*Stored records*
>> BEGIN

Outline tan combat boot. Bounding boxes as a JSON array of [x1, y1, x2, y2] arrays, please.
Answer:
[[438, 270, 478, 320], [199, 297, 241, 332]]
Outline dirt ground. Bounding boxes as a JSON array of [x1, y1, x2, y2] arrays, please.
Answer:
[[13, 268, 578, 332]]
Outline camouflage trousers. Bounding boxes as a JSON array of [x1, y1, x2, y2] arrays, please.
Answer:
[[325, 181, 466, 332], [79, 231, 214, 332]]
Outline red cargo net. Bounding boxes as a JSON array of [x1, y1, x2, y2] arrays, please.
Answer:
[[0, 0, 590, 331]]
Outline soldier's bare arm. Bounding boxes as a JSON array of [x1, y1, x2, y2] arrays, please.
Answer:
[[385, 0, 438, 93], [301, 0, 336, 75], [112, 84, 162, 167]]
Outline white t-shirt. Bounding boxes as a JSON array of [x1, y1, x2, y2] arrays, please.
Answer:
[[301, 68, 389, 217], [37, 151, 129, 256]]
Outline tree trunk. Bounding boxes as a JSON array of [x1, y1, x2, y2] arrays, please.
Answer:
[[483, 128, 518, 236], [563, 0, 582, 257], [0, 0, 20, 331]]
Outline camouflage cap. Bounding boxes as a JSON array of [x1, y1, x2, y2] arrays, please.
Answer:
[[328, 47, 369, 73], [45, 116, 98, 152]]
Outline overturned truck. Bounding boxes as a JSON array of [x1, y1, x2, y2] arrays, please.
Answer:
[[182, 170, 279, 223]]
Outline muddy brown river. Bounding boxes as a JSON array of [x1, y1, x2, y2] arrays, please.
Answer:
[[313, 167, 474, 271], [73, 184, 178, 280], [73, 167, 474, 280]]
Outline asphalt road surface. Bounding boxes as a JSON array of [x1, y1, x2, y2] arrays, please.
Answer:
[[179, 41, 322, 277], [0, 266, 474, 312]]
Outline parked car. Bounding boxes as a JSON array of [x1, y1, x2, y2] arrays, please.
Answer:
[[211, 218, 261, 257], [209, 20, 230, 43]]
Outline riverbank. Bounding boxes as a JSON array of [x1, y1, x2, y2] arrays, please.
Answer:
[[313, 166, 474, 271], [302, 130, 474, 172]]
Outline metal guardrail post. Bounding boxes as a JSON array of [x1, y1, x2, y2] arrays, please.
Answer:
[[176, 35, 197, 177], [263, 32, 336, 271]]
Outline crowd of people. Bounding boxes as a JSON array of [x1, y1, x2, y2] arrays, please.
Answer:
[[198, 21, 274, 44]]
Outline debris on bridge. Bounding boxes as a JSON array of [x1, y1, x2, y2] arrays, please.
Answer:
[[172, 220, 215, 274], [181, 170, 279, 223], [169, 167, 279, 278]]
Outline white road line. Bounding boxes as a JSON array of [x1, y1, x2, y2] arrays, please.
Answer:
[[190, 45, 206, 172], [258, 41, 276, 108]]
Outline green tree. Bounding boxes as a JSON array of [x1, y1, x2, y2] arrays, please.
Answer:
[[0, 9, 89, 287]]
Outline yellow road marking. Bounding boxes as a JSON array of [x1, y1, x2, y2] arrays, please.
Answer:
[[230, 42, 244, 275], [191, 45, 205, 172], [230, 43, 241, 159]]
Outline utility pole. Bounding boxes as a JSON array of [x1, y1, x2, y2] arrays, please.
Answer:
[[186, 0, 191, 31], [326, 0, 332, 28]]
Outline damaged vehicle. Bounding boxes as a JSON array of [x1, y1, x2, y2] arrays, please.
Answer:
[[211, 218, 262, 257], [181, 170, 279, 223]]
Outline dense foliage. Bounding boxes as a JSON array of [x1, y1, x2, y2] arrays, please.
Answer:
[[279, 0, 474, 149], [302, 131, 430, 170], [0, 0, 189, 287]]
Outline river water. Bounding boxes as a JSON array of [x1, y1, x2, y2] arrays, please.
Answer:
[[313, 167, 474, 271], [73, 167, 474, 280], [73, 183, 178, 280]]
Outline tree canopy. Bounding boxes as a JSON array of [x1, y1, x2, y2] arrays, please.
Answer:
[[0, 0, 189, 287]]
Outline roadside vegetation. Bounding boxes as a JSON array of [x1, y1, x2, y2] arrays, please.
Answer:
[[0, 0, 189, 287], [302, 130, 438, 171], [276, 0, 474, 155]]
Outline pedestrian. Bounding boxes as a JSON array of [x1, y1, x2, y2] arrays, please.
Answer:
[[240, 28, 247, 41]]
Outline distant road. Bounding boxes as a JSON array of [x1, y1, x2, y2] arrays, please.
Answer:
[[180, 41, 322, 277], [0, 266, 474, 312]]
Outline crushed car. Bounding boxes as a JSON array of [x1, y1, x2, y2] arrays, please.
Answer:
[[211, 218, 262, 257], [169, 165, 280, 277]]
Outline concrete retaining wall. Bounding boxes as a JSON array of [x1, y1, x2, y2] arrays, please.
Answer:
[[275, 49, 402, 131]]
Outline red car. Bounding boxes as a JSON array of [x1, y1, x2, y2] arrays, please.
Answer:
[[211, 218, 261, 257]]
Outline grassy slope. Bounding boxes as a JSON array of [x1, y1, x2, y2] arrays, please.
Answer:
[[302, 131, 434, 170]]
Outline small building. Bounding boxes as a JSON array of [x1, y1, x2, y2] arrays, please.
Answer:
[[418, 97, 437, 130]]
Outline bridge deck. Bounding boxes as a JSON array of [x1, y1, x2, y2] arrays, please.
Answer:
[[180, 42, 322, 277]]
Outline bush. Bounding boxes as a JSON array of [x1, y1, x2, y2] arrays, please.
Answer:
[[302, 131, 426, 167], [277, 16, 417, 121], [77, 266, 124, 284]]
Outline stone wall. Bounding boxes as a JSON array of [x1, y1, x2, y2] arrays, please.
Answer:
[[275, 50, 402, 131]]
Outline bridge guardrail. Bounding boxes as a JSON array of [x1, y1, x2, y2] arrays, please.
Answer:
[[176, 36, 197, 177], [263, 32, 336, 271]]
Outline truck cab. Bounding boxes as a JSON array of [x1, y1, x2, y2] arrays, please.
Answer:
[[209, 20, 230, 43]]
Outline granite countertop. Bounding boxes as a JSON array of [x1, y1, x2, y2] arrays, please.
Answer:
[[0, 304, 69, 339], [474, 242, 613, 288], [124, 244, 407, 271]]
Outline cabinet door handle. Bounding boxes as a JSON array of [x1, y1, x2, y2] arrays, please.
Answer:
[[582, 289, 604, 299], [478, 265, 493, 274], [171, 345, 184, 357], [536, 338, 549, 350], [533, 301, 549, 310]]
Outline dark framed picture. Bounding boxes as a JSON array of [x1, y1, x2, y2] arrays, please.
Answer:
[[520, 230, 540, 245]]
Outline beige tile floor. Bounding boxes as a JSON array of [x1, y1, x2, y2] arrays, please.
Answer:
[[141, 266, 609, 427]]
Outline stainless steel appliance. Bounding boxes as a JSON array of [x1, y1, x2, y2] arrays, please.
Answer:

>> END

*Set exercise*
Copy the items above word for word, starting at the line containing "Outline small building." and ending with the last item.

*Task output*
Outline small building. Bounding boxes as a JSON array of [x1, y1, x2, y2] arrays, please.
Answer:
[[418, 97, 437, 130]]
Outline bridge deck. Bounding boxes as a JSON array of [x1, y1, x2, y2] arrays, please.
Answer:
[[180, 42, 322, 277]]
Outline bush. Bounding boxes as a JSON array of [x1, y1, x2, y2] arrays, please.
Answer:
[[302, 131, 426, 167], [277, 16, 417, 121], [77, 266, 124, 284]]
Outline stone wall. Bounding boxes as a JSON array of [x1, y1, x2, y2] arrays, please.
Answer:
[[275, 50, 402, 131]]
Outline bridge guardrail. Bounding boxes as a JSON array of [x1, y1, x2, y2] arrays, please.
Answer:
[[176, 36, 197, 177], [263, 32, 336, 271]]
Outline truck cab. Bounding boxes as a JSON array of [x1, y1, x2, y2] arrays, please.
Answer:
[[209, 20, 230, 43]]
Outline granite countertop. Bounding boxes as a JSON array of [x1, y1, x2, y2] arrays, please.
Answer:
[[0, 304, 69, 339], [474, 242, 613, 288], [124, 244, 407, 271]]
Outline cabinet door handle. Bounding boxes as a JSON array of [x1, y1, x2, y2] arrays, please.
Answer:
[[582, 289, 604, 299], [478, 265, 493, 274], [171, 345, 184, 357], [536, 338, 549, 350], [533, 301, 549, 310]]
Outline dark framed picture. Bounding boxes as a JSON array of [x1, y1, x2, y2] arrays, please.
Answer:
[[520, 230, 540, 245]]
Outline beige tile floor. Bounding boxes as a JSON array of [x1, y1, x2, y2] arrays, please.
Answer:
[[141, 266, 609, 427]]
Outline stainless steel appliance. Bounding boxes as a JSON array of [x1, y1, x2, y2] arrays, please.
Answer:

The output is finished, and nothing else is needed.